▶ [Excerpt to read]
____________________

When Infrastructure Meets Eminent Domain

Eminent domain is old law doing new work.
Originally designed to serve genuine public necessity — highways, hospitals, public utilities — it’s now being deployed to power private AI infrastructure at scale. Georgia Power, a subsidiary of Southern Company, is legally authorized to exercise it. The company insists it’s a last resort, used in less than 1% of annual land transactions.
That statistic offers cold comfort when you’re one of the 1%.
Between 20 and 30 homes face outright demolition. Hundreds more are being asked to accept permanent easements that plant high-voltage towers feet from bedroom windows. Some research suggests safe residential distance from 500-kilovolt lines starts at 300 feet. One homeowner was offered an easement that would place the line 87 feet from her house, with 12 feet between the structure and the boundary.
The Math Nobody Wants to Do

Cynthia Van Epps has done the math. It’s brutal.
The Coweta County homeowner of 17 years calculated that accepting the proposed easement — which would consume more than half her land — would leave her paying an estimated $300,000 in property taxes over the next 30 years on land she cannot use, build on, or sell. Meanwhile, Georgia Power runs revenue-generating transmission lines across that same land for decades.
“You’re paying property taxes for the very power lines that they’re making billions of dollars off of,” she said.
That’s not a hypothetical grievance. It’s a structural absurdity baked into how easement law interacts with property tax assessment. The land stays on your books. The utility gets the use. You get the bill.
Georgia Power’s Position
To be fair, Georgia Power’s account differs on the specifics.
The company says it negotiated with Brown’s mother for over four months and ultimately offered $205,000 above her own appraisal — more than $275,000 above Zillow’s estimate. It says she accepted the financial terms in May, then declined to proceed. On underground burial, the company says it evaluated the option and found it neither practical nor feasible at this voltage and scale, citing construction complexity, longer repair times, and significantly higher costs.

____________________

▶ [Excerpted records]

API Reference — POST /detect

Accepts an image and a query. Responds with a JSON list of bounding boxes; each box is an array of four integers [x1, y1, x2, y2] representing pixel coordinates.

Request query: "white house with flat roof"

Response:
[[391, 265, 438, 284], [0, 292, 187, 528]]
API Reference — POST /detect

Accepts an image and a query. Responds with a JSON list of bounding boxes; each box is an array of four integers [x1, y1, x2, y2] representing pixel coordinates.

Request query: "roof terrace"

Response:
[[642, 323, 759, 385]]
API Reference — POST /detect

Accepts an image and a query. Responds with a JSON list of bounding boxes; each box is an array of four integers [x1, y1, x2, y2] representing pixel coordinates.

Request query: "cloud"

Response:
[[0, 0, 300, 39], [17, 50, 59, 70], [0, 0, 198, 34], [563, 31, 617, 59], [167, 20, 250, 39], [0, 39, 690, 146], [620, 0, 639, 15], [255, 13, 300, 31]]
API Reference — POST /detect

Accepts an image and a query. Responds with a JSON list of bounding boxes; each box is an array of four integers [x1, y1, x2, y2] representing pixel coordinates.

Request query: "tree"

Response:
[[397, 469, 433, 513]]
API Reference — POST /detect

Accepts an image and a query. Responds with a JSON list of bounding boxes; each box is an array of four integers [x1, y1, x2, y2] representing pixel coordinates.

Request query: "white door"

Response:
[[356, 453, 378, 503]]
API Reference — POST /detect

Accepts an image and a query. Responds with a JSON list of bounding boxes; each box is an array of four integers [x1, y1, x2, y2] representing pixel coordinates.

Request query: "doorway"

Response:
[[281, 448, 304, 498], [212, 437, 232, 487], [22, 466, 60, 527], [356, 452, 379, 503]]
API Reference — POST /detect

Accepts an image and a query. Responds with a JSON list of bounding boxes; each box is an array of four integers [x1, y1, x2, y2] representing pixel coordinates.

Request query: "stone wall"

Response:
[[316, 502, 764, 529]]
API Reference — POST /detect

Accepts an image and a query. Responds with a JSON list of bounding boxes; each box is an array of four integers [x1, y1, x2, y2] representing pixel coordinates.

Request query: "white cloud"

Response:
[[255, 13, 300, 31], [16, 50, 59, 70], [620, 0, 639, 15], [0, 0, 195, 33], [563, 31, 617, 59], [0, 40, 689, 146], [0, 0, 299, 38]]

____________________

▶ [Tasks to carry out]
- A) In the eminent domain article, how many years has Cynthia Van Epps owned her Coweta County home?
- B) Reproduce the passage of the eminent domain article starting with "Between 20 and" and going on through "and the boundary.".
- C) Write the next part of the eminent domain article, picking up after its final sentence.

▶ [Task-by-task outputs]
- A) 17 years

- B)
Between 20 and 30 homes face outright demolition. Hundreds more are being asked to accept permanent easements that plant high-voltage towers feet from bedroom windows. Some research suggests safe residential distance from 500-kilovolt lines starts at 300 feet. One homeowner was offered an easement that would place the line 87 feet from her house, with 12 feet between the structure and the boundary.

- C)
Georgia Power also pushes back on the “data center project” framing, describing the Ashley-Park Wansley corridor as regional infrastructure serving manufacturing, residential demand, and grid reliability broadly — not built for any single customer.
That’s technically accurate. It’s also a bit like saying a highway isn’t built for trucks because cars use it too.
The Bigger Pattern: AI Infrastructure Has a Footprint Problem

This isn’t a Georgia story. It’s a preview.
As AI model training and inference demand explodes, data centers are multiplying across the U.S. — and each one needs power, cooling, and transmission capacity that didn’t exist five years ago. Utilities are racing to build the grid to match. That means new lines, new substations, and new corridors cut through land that people actually live on.
The tension is real and growing: AI infrastructure investment is accelerating faster than the legal, regulatory, and community frameworks designed to manage its physical footprint. Eminent domain law was written for a different era of public necessity. It hasn’t caught up to a world where “public benefit” increasingly means “private compute capacity.”
State legislators in Georgia are starting to ask questions. Rep. Brian Jack’s office reached out to Brown. State Sen. Greg Dolezal walked her mother’s property. The Public Service Commission is being pressed on whether it granted blanket eminent domain authority over all 330 properties without individual review.
Those are the right questions. Whether they arrive in time is another matter.
What This Means for the AI Tools Ecosystem

Most readers here aren’t Georgia homeowners. But they are AI adopters — people building with, investing in, or evaluating tools that run on this infrastructure.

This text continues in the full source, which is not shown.